- **Given task A**
Write out the passage of the Elvira game write-up starting with "I took all of" and going on through "mix a spell?".
- **Given task B**
Continue the Elvira game write-up from its final sentence onward.

** Start of Source extract **

Fighting a giant worm. Note all the crystals and mushrooms in my inventory.

With Stages 1 and 3 clear, I had to return to the haunted house at Stage 2 and figure out what I hadn't finished there. It turned out I had to bring Frankenstein's monster to life by casting "Summon Storm" on the house's roof and letting it strike a copper rod I inserted in a barely-visible slot. Again, I was relying on a walkthrough at this point.

The storm brought the monster to life, but what ensued was the most annoying puzzle of the game. Basically, you have to do two things with the monster: remove his headband, scalp, and brain, and get him away from the door that he's blocking when you first find him. This means that you have to animate him long enough to get him to walk a few steps from the door, but then stop him (by pulling out his brain wires) before he has a chance to kill you. The timing is hard to get right, and if you don't realize there's a door behind him in the first place, it's easy to put yourself in a "walking dead" scenario by taking his brain before he's moved away from the door.

Disassembling the monster.

Behind the door was, in my case, the real Elvira, along with the Indian's magic bag.

I don't suppose I could just leave her here?

I took all of the magic items to the Indian and he, one by one, in a series of identical animations, infused them with magic power.

You'd think a man of such ability could find a better job than janitor.

I now had all the items I needed for the summoning and binding ritual to kill Cerberus, described at length in one of the library's books, but I needed a holy man to draw the pentagram, and that meant resurrecting the dead cleric. Fortunately, now that I was at Level 10, I could mix the "resurrect" spell. I'm sure the ingredients were among the library's many tomes, but I just tried various mixtures of likely-sounding items (brain, heart, spleen, holy book, holy water, etc.,) until I got it right.

Trying various items to mix the "Resurrect" spell. Note Elvira sitting there in my inventory (second from the left). Could I have used her to mix a spell?

With the cleric revived (no word on how a clearly-Catholic priest felt about being resurrected via arcane arts), he took my chalice full of blood (I honestly can't remember where I got it) and went off to the parking lot to draw a pentagram. At this point, relying on the instructions in the book and a little help from the walkthrough, I completed the ritual necessary to kill Cerberus: light a series of 10 candles around the pentagram, use the magic bag to summon the beast, cast "Bind Demon" at him, throw the Indian's spear at his head, and hack his heart with the tomahawk. It took me a few tries to get it right because he kept killing me while I was trying to find necessary items in my inventory.

You'd think he could just do #2, but he just says "I don't perform that mumbo jumbo sort of religion."

The endgame animations were pretty good, and it's worth watching the video below of the entire sequence. Note the constant music. I played the game with sounds turned off on my computer; how long would you have been able to last with music like this playing incessantly?



Like the first game, this one ends with Elvira beckoning you to your ribald reward.

I'm not sure I like the look of that dagger.

I hope that the folks at The Adventure Gamer get to this one eventually, because I'm curious what they'd say about it from an adventure game perspective. I thought that some of the puzzles were rather obscure and illogical, and that there was too much screwing around trying to make sure you had the right inventory items in each situation. Add to this a number of "walking dead" situations (avoided in my case by breaking my rules and looking at spoilers), and I'm not sure it performs well as an adventure game.

** End of Source extract **
** Start of Data extract **

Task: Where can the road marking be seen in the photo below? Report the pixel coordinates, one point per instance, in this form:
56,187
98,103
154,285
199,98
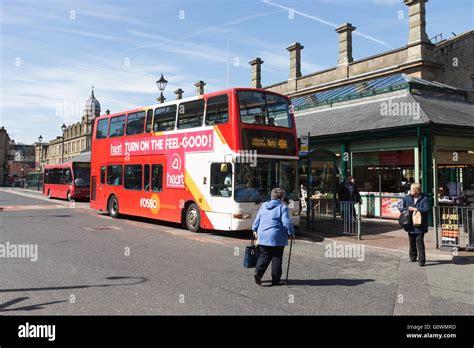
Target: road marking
30,207
413,294
140,224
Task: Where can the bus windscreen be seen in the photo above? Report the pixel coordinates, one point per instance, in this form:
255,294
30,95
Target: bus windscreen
82,174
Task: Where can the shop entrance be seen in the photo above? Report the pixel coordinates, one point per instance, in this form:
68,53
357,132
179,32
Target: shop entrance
319,177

** End of Data extract **

- **Written answer A**
I took all of the magic items to the Indian and he, one by one, in a series of identical animations, infused them with magic power.

You'd think a man of such ability could find a better job than janitor.

I now had all the items I needed for the summoning and binding ritual to kill Cerberus, described at length in one of the library's books, but I needed a holy man to draw the pentagram, and that meant resurrecting the dead cleric. Fortunately, now that I was at Level 10, I could mix the "resurrect" spell. I'm sure the ingredients were among the library's many tomes, but I just tried various mixtures of likely-sounding items (brain, heart, spleen, holy book, holy water, etc.,) until I got it right.

Trying various items to mix the "Resurrect" spell. Note Elvira sitting there in my inventory (second from the left). Could I have used her to mix a spell?

- **Written answer B**
On the other side, the role-playing aspects were under-developed. You do get notably stronger with each level-up, but the dungeons are long and boring and the combats bereft of anything you might call "tactics," so for me the role-playing elements were somewhat unwelcome. They mostly just padded the time.

It might score higher in a GIMLET than the first one just because it has more elements, but I can't honestly say I enjoyed it more. Let's see.

  • 6 points for the game world. This is one category that's notably better than its predecessor. It makes good use of horror movie tropes and characters by having the sets literally come to life. Elvira felt more like a standard fantasy game in Elvira's clothes; this one felt closer to a horror RPG.
  • 3 points for character creation and development. Definitely better than the first. You get noticeably stronger as the game progresses and you gain experience and level up. I like that you get experience for a variety of actions and puzzle-solving, not just combat. But there are no meaningful character choices throughout the game; even the initial selection of "profession" is staggeringly unimportant.
  • 5 points for NPC interaction. Between Elvira, the Indian, Frankenstein, and the sorcerer, there are a handful of NPCs with dialogue options, some of them even involving a small amount of role-playing (e.g., whether to insult the Indian by asking for "fire water").

Elvira's interpolations were usually unwelcome.

  • 5 points for encounters and foes. A variety of monsters undone by a lack of true strengths and weaknesses, plus puzzles that tended on the too-tough side. Balancing this were some occasional puzzles different than anything I've seen in a CRPG or adventure game. I like the use of spells as puzzle-solving tools.
  • 4 points for magic and combat. The combat system is arguably worse than the first game, but either way it's just a click-fest. I did like aspects of the magic system, such as being able to create "Fireballs" from a combustible material. This would be a fun dynamic in an open-world game where items replenish. Here, because there were so many "walking dead" scenarios, I was reluctant to fully exploit the magic system. I could have gone the entire game without running out of "Herbal Healing," for instance, but there was only a single item available to cast "Telekinesis." Good thing I didn't waste it.

Killing a giant mosquito, like everything else, is just rapid clicking.

  • 3 points for equipment--a handful of weapons and armor. The game gives you no clues as to the damage or protective value of the items you wield and wear.
  • 0 points for no economy.
  • 2 points for the main quest, which offers only one outcome and no player choices.

Tossing a spear at Cerberus to win the game.

  • 3 points for graphics, sound, and interface. The graphics are lovely, but the relentless music is unbearable and makes it impossible to enjoy the other sound effects. And I can't excuse the all-mouse interface. If a game is going to feature long series of mazes, I want to be able to move through them with the arrow keys.

A well-rendered giant spider chomps me to pieces.

  • 3 points for gameplay. I like the non-linearity during the central acts, but I'd say it's just a little too hard and quite a bit too long.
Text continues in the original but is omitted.